◆ Exercise:
Look below for the line containing "Identify the white document"; from there, print each line exactly up to and including the line containing "Identify the man's left", and stop.

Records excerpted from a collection
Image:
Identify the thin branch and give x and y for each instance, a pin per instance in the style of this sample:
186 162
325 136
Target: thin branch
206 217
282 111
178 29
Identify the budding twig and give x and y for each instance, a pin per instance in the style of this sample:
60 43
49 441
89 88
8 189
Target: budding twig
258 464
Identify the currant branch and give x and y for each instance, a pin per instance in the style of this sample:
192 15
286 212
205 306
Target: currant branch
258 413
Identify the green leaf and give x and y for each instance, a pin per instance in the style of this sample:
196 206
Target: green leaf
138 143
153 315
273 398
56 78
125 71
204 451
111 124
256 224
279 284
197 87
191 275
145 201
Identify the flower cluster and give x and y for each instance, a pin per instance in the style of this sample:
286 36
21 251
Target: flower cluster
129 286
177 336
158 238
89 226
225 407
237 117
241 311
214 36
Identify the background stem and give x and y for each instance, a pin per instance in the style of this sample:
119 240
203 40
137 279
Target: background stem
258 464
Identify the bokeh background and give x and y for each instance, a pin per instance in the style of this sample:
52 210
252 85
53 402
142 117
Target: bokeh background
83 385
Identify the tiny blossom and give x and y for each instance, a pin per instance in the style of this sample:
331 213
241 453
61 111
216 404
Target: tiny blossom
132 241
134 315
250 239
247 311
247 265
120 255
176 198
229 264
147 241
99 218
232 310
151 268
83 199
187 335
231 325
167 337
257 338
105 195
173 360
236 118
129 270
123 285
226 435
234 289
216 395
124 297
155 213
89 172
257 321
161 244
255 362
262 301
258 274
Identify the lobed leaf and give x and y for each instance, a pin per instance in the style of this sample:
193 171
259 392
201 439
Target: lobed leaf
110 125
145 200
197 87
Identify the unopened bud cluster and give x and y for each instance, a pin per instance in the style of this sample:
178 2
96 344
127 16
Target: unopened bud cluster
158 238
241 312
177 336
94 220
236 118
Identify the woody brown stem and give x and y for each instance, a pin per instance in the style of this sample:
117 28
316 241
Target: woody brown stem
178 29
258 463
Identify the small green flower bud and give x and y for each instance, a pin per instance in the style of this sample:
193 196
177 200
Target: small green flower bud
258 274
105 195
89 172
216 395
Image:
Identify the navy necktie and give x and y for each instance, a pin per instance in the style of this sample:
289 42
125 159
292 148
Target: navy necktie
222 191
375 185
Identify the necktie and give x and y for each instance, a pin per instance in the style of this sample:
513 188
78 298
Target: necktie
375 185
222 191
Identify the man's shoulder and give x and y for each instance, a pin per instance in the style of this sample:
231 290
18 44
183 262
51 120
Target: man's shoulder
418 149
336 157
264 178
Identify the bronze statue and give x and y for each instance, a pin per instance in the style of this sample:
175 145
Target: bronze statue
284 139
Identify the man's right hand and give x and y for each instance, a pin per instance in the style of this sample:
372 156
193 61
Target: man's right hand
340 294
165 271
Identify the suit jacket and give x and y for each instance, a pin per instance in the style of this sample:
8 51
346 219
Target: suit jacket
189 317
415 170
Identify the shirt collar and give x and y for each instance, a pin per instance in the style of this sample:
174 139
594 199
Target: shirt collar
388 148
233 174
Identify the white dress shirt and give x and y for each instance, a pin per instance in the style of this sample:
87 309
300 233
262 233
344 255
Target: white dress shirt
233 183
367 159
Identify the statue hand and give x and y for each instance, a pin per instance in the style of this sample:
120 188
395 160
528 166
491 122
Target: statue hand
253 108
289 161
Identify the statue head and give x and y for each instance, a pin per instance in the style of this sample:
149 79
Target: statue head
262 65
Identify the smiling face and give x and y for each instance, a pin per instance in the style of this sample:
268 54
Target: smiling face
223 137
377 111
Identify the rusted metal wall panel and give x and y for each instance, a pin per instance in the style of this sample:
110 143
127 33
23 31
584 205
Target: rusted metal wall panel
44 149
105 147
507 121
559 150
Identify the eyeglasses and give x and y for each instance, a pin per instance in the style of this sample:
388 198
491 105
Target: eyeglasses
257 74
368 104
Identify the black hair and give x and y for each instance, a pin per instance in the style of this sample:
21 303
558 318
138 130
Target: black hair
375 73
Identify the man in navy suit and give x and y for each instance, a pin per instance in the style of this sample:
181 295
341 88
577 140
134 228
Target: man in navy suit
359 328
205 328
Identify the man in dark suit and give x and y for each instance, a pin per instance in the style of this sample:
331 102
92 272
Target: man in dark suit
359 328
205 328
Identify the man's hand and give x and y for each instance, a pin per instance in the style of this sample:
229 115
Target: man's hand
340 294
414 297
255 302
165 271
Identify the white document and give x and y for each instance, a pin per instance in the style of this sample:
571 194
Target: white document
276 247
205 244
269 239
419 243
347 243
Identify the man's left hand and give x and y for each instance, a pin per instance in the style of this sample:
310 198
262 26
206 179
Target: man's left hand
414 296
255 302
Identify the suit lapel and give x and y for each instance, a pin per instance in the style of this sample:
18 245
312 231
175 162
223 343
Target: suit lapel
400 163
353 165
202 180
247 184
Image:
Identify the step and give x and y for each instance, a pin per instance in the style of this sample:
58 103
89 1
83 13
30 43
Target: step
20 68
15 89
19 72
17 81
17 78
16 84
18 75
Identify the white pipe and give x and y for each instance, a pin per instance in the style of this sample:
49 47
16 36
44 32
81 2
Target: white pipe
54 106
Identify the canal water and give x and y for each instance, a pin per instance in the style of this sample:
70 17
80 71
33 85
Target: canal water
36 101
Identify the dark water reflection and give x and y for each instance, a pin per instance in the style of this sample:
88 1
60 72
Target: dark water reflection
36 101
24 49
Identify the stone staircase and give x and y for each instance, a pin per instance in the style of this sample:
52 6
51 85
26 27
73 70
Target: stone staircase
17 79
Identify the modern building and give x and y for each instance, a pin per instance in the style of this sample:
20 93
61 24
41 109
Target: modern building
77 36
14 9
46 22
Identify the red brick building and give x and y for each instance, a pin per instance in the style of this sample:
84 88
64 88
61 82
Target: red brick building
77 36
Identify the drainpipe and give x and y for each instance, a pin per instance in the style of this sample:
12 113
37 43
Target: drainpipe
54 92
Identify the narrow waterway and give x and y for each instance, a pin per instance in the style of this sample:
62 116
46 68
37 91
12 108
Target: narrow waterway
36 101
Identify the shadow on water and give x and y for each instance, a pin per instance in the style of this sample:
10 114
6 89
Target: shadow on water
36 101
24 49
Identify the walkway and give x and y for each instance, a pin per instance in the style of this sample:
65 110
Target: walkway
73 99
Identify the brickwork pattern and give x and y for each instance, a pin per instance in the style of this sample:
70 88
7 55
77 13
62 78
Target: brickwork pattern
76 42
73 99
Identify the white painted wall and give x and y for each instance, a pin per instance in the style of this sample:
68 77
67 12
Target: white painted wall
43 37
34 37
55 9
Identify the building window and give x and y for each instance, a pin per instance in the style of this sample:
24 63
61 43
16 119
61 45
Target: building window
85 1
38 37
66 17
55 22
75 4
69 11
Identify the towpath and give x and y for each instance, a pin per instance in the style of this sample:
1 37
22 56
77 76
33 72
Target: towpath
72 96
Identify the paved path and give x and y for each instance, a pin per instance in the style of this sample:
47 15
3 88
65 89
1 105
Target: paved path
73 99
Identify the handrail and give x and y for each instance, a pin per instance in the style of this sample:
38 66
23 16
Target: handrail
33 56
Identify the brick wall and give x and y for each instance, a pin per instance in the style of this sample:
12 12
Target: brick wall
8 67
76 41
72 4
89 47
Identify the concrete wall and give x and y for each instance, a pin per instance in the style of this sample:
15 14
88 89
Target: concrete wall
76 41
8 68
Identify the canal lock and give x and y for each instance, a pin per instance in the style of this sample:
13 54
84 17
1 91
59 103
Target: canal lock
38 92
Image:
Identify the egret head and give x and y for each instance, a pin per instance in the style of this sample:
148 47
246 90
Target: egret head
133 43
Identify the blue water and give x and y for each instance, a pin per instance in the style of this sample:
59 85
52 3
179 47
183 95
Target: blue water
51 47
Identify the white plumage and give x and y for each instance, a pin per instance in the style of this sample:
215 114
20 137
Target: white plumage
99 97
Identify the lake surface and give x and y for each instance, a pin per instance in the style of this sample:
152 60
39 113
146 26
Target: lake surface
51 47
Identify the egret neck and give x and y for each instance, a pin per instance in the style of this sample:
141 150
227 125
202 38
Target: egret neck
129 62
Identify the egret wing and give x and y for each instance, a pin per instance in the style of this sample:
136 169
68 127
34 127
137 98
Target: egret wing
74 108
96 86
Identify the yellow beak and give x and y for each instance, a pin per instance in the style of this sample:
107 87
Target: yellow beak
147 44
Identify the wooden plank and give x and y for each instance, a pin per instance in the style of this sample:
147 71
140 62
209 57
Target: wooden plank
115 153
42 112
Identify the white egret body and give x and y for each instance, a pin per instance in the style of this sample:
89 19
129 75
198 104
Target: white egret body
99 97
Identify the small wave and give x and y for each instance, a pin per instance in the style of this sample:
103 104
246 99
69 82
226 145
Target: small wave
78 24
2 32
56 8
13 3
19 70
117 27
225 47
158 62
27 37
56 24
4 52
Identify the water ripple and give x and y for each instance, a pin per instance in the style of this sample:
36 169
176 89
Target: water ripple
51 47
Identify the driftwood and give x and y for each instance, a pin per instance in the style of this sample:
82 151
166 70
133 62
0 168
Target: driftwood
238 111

◆ Reply:
Identify the white document and give x and y for each instance, a pin per instance in the style of this sample:
571 194
Target: white document
276 247
205 244
269 239
419 243
347 243
Identify the man's left hand and give x and y for each instance, a pin per instance in the style of this sample:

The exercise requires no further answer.